PROVIDED ENTRIES:
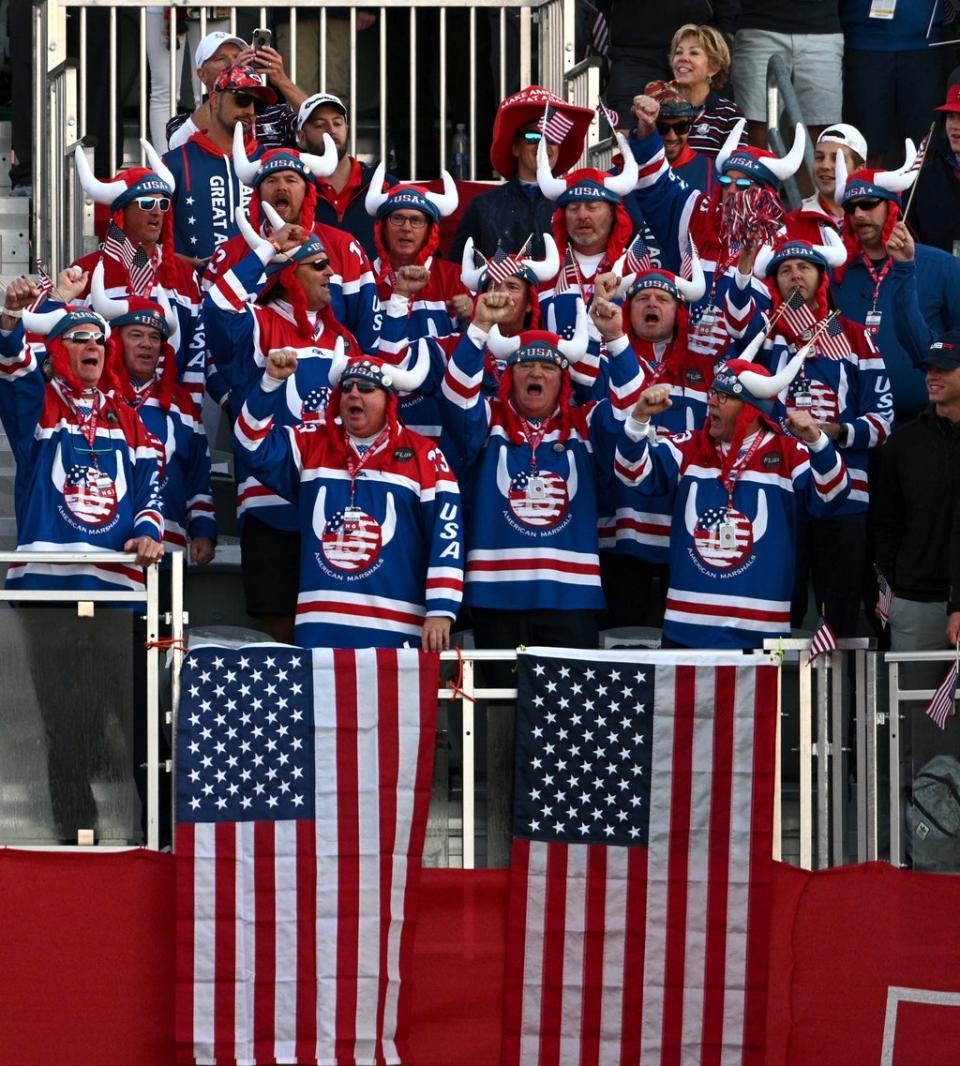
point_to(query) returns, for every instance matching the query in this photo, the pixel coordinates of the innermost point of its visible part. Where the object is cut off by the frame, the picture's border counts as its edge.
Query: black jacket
(934, 215)
(646, 26)
(914, 501)
(506, 214)
(355, 219)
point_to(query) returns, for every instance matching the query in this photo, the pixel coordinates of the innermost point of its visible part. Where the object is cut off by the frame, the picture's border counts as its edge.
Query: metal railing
(527, 41)
(818, 703)
(86, 601)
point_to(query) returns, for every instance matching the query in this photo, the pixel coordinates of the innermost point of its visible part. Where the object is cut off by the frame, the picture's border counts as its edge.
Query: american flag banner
(554, 125)
(637, 257)
(824, 640)
(639, 881)
(941, 707)
(303, 785)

TASK BRIEF: Please revise all of the lines above so that each "innermost" becomes "most central", with everything else left unchanged. Leave the pictures out of your answer.

TASK RESULT:
point_to(query) returns, for every instance matching the query in this photo, the pixel coordinates of the most central point of its visible part. Where the object is cut off by the frame, the picture's border counts as its edge.
Query: black jacket
(934, 215)
(646, 26)
(914, 501)
(506, 214)
(355, 219)
point_to(query) returns, for every instance matching the query in this photo, the pixel coordinates of the most central point of its visible part. Where the object is cut off by the frame, the picture's border counts as its edge.
Query: metal railing
(527, 41)
(818, 703)
(86, 601)
point_to(query) returns, for every instance matching the query in this photo, the pixel coordinates of the most central point of its visible part. Where the object is cut off by the frame, the picture's border counts as its edge.
Query: american flag banner
(554, 125)
(637, 257)
(824, 640)
(639, 881)
(941, 707)
(303, 785)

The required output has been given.